LISTED RECORDS Block Start

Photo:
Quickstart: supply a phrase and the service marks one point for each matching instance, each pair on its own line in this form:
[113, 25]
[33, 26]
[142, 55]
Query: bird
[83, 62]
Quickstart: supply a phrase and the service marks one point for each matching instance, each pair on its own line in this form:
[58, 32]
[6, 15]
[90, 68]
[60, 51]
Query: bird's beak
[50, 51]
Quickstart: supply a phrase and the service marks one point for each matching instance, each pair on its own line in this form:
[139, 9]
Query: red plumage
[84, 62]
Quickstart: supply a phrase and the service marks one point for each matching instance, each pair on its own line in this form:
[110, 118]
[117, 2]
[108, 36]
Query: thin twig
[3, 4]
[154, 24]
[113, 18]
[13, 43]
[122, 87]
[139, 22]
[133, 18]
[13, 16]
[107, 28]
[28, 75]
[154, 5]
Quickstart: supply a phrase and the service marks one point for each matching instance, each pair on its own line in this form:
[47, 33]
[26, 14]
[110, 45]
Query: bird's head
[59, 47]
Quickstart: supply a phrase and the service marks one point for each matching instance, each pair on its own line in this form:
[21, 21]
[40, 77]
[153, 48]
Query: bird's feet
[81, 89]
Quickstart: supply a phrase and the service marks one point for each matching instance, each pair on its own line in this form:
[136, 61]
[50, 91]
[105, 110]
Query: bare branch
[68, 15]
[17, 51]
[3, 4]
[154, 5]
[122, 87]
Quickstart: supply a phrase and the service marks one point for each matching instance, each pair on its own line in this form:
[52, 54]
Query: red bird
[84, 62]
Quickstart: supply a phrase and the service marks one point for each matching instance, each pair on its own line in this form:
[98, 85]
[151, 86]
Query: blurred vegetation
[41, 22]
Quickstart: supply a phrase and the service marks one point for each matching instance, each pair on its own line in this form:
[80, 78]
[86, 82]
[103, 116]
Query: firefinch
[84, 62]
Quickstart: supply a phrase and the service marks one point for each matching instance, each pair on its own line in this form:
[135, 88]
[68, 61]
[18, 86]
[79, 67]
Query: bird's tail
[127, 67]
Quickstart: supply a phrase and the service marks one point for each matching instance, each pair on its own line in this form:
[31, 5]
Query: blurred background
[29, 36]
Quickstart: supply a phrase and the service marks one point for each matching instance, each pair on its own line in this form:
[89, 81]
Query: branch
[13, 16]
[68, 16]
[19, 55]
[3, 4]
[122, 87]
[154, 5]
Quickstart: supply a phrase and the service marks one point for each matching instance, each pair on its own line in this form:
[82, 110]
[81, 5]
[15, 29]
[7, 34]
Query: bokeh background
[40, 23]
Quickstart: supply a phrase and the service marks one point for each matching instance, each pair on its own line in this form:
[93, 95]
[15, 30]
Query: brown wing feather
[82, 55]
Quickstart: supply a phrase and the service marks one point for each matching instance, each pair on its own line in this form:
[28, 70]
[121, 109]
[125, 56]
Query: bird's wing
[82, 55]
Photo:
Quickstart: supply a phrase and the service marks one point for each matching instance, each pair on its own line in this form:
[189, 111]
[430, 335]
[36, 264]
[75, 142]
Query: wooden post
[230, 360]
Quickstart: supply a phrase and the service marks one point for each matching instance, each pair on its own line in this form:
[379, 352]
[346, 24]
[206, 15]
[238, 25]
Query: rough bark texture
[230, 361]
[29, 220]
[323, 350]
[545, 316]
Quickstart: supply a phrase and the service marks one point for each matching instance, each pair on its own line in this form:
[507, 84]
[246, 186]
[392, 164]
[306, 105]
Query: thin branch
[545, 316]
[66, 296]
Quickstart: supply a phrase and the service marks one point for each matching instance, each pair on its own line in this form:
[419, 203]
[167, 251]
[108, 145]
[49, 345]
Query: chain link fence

LISTED RECORDS Block End

### [ACTIVITY]
What is needed is an exact transcription of every entry.

### [ANSWER SECTION]
Photo:
Quickstart: supply a phrase and the service marks one point for each matching instance, each pair on its own line in this form:
[113, 25]
[33, 26]
[142, 55]
Query: bird
[83, 62]
Quickstart: supply a phrase and the service marks one point for each matching instance, each pair on its own line in this form:
[58, 32]
[6, 15]
[90, 68]
[60, 51]
Query: bird's beak
[50, 51]
Quickstart: supply a phrase and the service marks one point for each matching instance, each pair on its own line in this form:
[139, 9]
Query: red plumage
[84, 62]
Quickstart: supply a phrase and the service marks one point for each matching instance, each pair on its own line in this form:
[110, 118]
[117, 2]
[108, 36]
Query: thin twig
[3, 4]
[154, 24]
[113, 18]
[13, 43]
[122, 87]
[139, 22]
[133, 18]
[13, 16]
[107, 28]
[28, 75]
[154, 5]
Quickstart: supply a phrase and the service marks one point for each matching instance, each pair on its own line in this form:
[47, 33]
[26, 14]
[110, 45]
Query: bird's head
[59, 47]
Quickstart: supply a phrase and the service marks one point for each matching instance, each pair on its own line in this form:
[21, 21]
[40, 77]
[153, 48]
Query: bird's feet
[81, 89]
Quickstart: supply a phrase and the service marks one point for each matching instance, each pair on its own line in this form:
[136, 61]
[50, 91]
[105, 110]
Query: bare branch
[68, 15]
[17, 51]
[3, 4]
[154, 5]
[122, 87]
Quickstart: supply a phrase and the service marks one point for each matching instance, each pair on its own line in this form:
[52, 54]
Query: red bird
[84, 62]
Quickstart: supply a phrase and the service marks one point for each matching instance, each pair on its own line in this form:
[98, 85]
[151, 86]
Query: blurred vegetation
[41, 22]
Quickstart: supply a phrase and the service marks one point for each matching instance, each pair on its own line in this form:
[80, 78]
[86, 82]
[103, 116]
Query: firefinch
[84, 62]
Quickstart: supply a phrase and the service marks one point for each matching instance, each pair on its own line in this form:
[135, 88]
[68, 61]
[18, 86]
[79, 67]
Query: bird's tail
[127, 67]
Quickstart: supply a phrase and the service marks one point for each matching instance, each pair on its own line in this form:
[31, 5]
Query: blurred background
[29, 36]
Quickstart: supply a phrase and the service marks one point for each matching instance, each pair on its own line in this form:
[89, 81]
Query: branch
[13, 16]
[68, 16]
[19, 55]
[3, 4]
[122, 87]
[154, 5]
Quickstart: supply a phrase and the service marks one point for each matching instance, each pair on its own line in this form:
[82, 110]
[81, 5]
[15, 29]
[7, 34]
Query: bokeh background
[40, 23]
Quickstart: supply a phrase and the service marks one point for each matching instance, each pair on its own line in this form:
[93, 95]
[15, 30]
Query: brown wing feather
[82, 55]
Quickstart: supply a phrase and the service marks one point for each matching instance, each pair on its own line in this form:
[28, 70]
[121, 109]
[125, 56]
Query: bird's wing
[82, 55]
Photo:
Quickstart: supply a phrase and the service marks one point for each matching instance, each pair on its own line in this form:
[189, 111]
[430, 335]
[36, 264]
[75, 142]
Query: wooden post
[230, 360]
Quickstart: supply a phrase and the service marks one point for each matching instance, each pair on its own line in this form:
[379, 352]
[346, 24]
[206, 15]
[238, 25]
Query: rough bark texture
[230, 361]
[29, 220]
[323, 350]
[545, 316]
Quickstart: supply a phrase and the service marks one point for each matching instance, each pair on its own line in this form:
[507, 84]
[246, 186]
[392, 164]
[306, 105]
Query: thin branch
[545, 316]
[66, 296]
Quickstart: supply a phrase and the service marks one point for each matching instance, each pair on its own line in this form:
[419, 203]
[167, 251]
[108, 145]
[49, 345]
Query: chain link fence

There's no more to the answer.